Rewrite these lines with "chimney stack" changed to "roof vent" and everything else left as it is.

• RECORDS FOR THIS TASK:
****************

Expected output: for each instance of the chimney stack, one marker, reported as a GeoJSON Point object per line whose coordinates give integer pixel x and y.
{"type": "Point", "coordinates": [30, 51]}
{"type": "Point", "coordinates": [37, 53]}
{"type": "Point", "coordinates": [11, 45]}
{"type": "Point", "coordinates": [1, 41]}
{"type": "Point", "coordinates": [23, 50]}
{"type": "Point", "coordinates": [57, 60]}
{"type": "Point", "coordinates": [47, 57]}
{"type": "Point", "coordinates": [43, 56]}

****************

• WRITTEN SOLUTION:
Expected output: for each instance of the roof vent, one marker, reported as a GeoJSON Point object per line whose coordinates give integer pixel x and y.
{"type": "Point", "coordinates": [30, 51]}
{"type": "Point", "coordinates": [37, 53]}
{"type": "Point", "coordinates": [11, 45]}
{"type": "Point", "coordinates": [1, 41]}
{"type": "Point", "coordinates": [23, 50]}
{"type": "Point", "coordinates": [57, 60]}
{"type": "Point", "coordinates": [47, 57]}
{"type": "Point", "coordinates": [43, 56]}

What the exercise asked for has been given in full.